### [Work required]
Copy every line of text in the data below word for word, in the original order, and leave the pictures out of your copy.
»»
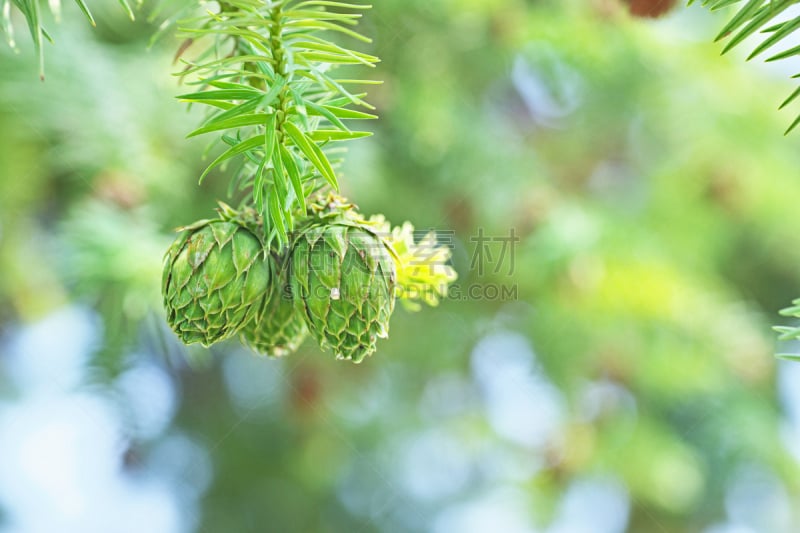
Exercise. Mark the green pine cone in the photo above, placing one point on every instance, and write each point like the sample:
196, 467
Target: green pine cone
215, 275
343, 283
278, 329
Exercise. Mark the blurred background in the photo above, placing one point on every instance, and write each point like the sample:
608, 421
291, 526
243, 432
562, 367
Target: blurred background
619, 200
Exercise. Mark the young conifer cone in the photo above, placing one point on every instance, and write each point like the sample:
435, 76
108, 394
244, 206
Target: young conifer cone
278, 329
215, 276
343, 281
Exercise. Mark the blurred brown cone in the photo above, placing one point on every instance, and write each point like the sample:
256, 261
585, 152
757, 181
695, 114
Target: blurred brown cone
649, 8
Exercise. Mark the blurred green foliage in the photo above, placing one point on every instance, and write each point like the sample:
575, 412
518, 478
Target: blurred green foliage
653, 195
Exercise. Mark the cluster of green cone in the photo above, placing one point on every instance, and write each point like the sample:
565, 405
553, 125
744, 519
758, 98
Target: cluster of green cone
337, 280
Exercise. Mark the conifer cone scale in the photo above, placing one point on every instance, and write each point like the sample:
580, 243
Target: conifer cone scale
278, 329
343, 283
214, 275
««
### [Answer to the task]
Exercise. Mark the green pine cone in the photo above, placing one point on every instance, and write each point like the sample:
196, 467
Target: green pine cone
215, 275
343, 283
278, 329
Exercise. Mark the blurred background in the photo above, placing one point on every instance, and write each point like the sample:
608, 421
291, 526
243, 432
562, 367
Target: blurred background
619, 200
Exercise. Mark the young conifer cone in the photo above, placing one point on every instance, and write each point like the sample:
435, 76
108, 394
244, 206
Target: young conifer cone
278, 329
215, 276
343, 281
Exercise. Mark the blurred brown cone in the photo above, placing one point on every instance, and write each point like the sample:
256, 261
585, 152
757, 181
695, 114
Target: blurred brown cone
649, 8
Exercise. Mark the blurred green foliage in the photo above, placing one point on every instance, and write each point like the sample:
575, 412
518, 478
Target: blurred green foliage
653, 195
Exercise. Mark the cluster of green cone in the photo above, placing one point on every instance, and write each point like the sample:
565, 405
553, 125
744, 519
758, 98
Target: cluster of green cone
337, 280
Exercise. Mark the conifer cone scale in the photo above, placing one point on every instance, and write each point like the sample:
580, 243
Target: conifer cone scale
278, 329
343, 283
214, 275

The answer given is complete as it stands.